━━━ Document section

Recent clinical studies have shown that immune therapy can lead to resistance development. Thus, the population receiving this therapy can be divided into 3 groups: responders, innate resistance, and acquired resistance. Responders are patients that answer initially and maintain this answer. Innate resistance characterizes the patients that fail to respond from the first dose; thus, in this case the therapy should be halted and changed. Acquired resistance is shown in patients that first answer to the therapy, but after some cycles, they start to stop responding and eventually display disease progression [43, 44, 59]. Thus, it is a great and important therapeutic challenge to define and differentiate the responders and nonresponders, especially given the heterogeneity in patterns of response that can be seen with immune checkpoint inhibitors.

Failure of response to immune checkpoint inhibitors can arise from the following alterations: insufficient generation of antitumor T cells, inadequate function of tumor-specific T cells, and impaired formation of memory T cells. All of these alterations will lead to an imbalance between protumor state and antitumor state, with an increase in the protumor state.

Also, lack of sufficient or suitable tumor antigens, inadequate tumor antigen processing, or impaired presentation of tumor antigens can all lead to impaired formation of tumor-reactive T cells.

━━━━━━
━━━ Stored data

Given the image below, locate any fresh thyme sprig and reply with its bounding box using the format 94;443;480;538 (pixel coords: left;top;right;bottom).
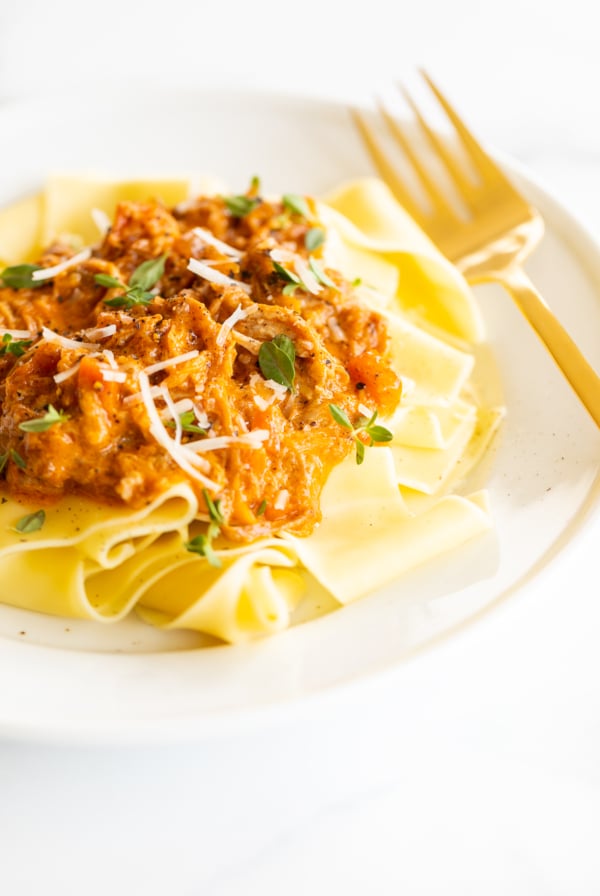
0;333;31;358
304;227;325;252
185;488;225;569
15;510;46;535
94;255;167;309
329;404;394;464
258;333;296;394
19;404;69;432
0;264;45;289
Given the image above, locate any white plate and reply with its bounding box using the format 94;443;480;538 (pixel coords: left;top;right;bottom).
0;91;600;738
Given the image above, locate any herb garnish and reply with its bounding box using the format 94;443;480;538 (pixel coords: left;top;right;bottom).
94;255;167;309
185;488;225;569
329;404;394;464
281;193;310;218
0;333;31;358
19;404;69;432
15;510;46;535
304;227;325;252
258;333;296;394
0;264;44;289
0;448;27;473
166;411;206;436
223;196;260;218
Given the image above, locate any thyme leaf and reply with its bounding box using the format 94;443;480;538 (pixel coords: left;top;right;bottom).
19;404;69;432
0;264;44;289
329;404;394;464
185;488;225;569
15;510;46;535
223;196;260;218
0;333;31;358
165;411;207;436
258;334;296;394
304;227;325;252
94;254;167;309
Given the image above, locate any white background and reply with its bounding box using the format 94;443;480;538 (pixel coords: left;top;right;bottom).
0;0;600;896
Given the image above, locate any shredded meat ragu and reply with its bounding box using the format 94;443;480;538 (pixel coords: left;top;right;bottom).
0;191;400;540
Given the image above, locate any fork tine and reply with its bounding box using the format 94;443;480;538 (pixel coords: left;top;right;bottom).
419;69;514;192
398;84;473;196
350;108;426;226
378;103;457;219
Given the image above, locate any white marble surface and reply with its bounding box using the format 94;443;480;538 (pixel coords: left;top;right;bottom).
0;0;600;896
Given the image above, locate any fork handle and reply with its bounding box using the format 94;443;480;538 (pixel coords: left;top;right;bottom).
494;266;600;427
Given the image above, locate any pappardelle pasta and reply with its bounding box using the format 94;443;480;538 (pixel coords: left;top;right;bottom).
0;177;502;643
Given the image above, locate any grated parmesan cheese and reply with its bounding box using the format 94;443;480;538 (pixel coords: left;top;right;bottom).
100;367;127;383
217;305;248;345
81;324;117;339
123;386;161;404
273;488;290;510
188;258;251;295
160;386;183;445
185;429;271;454
42;327;100;351
192;227;244;259
144;348;200;376
31;248;92;283
139;370;219;491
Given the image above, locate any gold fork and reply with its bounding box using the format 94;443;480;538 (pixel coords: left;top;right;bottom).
352;72;600;426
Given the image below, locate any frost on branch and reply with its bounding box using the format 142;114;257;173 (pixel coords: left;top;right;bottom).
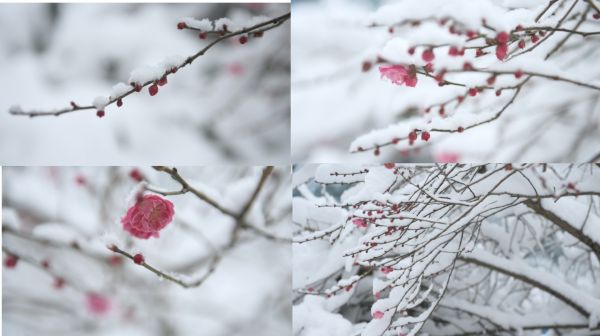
292;0;600;162
293;164;600;336
2;167;291;335
0;4;290;165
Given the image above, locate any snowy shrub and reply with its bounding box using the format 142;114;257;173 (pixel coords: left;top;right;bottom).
2;167;291;335
293;164;600;336
0;4;290;165
292;0;600;162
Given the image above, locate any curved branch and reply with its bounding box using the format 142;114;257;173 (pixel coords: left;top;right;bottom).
9;13;291;118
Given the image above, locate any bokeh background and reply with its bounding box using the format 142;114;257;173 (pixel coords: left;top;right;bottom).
0;4;290;165
2;166;292;336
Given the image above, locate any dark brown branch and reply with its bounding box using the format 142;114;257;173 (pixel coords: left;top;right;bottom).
523;199;600;261
109;245;221;288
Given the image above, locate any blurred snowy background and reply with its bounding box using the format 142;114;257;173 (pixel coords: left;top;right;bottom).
2;167;291;336
292;0;600;163
0;4;290;165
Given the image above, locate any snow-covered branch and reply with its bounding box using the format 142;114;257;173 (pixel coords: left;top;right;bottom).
293;164;600;336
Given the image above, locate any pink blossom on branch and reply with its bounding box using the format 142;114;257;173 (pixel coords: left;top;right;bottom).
379;65;417;87
86;293;111;316
121;194;175;239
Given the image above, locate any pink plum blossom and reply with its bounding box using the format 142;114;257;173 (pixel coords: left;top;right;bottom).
121;194;175;239
435;152;460;163
86;293;110;315
352;218;367;228
379;65;417;87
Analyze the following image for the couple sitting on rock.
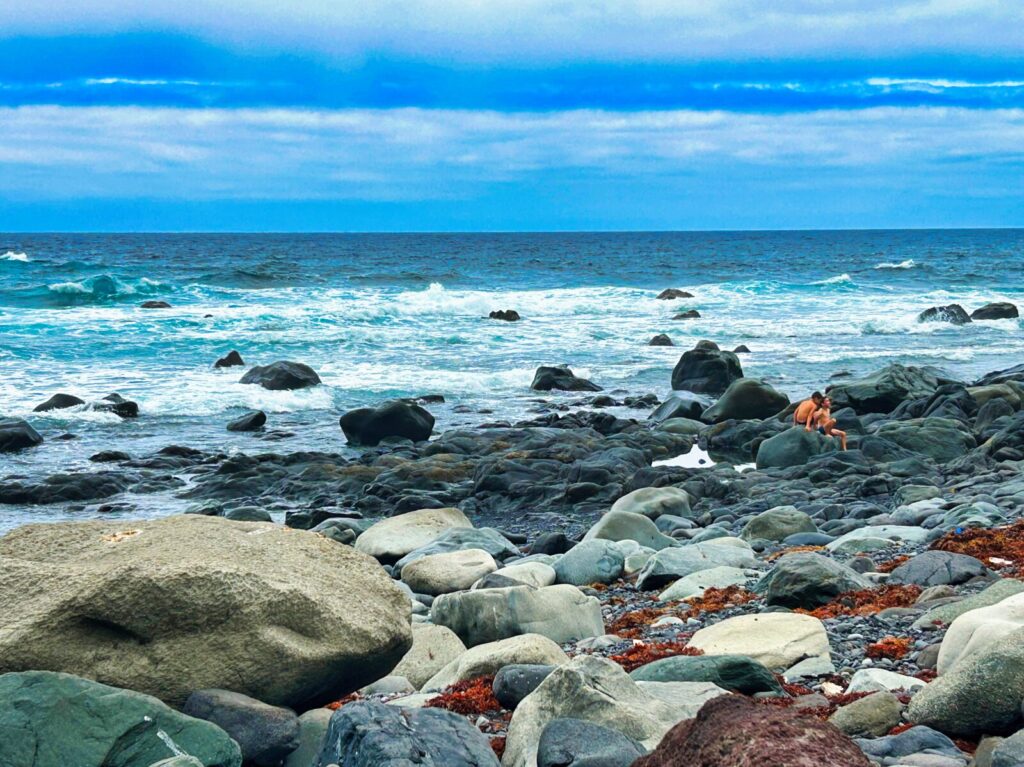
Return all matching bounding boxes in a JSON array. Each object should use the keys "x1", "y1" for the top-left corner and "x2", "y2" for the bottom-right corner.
[{"x1": 793, "y1": 391, "x2": 846, "y2": 450}]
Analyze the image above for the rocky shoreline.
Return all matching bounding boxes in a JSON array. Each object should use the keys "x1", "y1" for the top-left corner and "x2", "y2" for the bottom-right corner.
[{"x1": 0, "y1": 341, "x2": 1024, "y2": 767}]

━━━━━━

→ **The task**
For each statement below, say whether it agrees with the passage on resistance to immune therapy, answering yes or no and quoting the words of the passage that decide it. (a) Patients with innate resistance respond at first and stop responding after some cycles. (b) Impaired formation of memory T cells is one alteration that can cause failure of response to immune checkpoint inhibitors. (c) Inadequate tumor antigen processing can lead to impaired formation of tumor-reactive T cells.

→ **Task output**
(a) No: "Innate resistance characterizes the patients that fail to respond from the first dose"
(b) Yes: "Failure of response to immune checkpoint inhibitors can arise from the following alterations: insufficient generation of antitumor T cells, inadequate function of tumor-specific T cells, and impaired formation of memory T cells."
(c) Yes: "inadequate tumor antigen processing, or impaired presentation of tumor antigens can all lead to impaired formation of tumor-reactive T cells"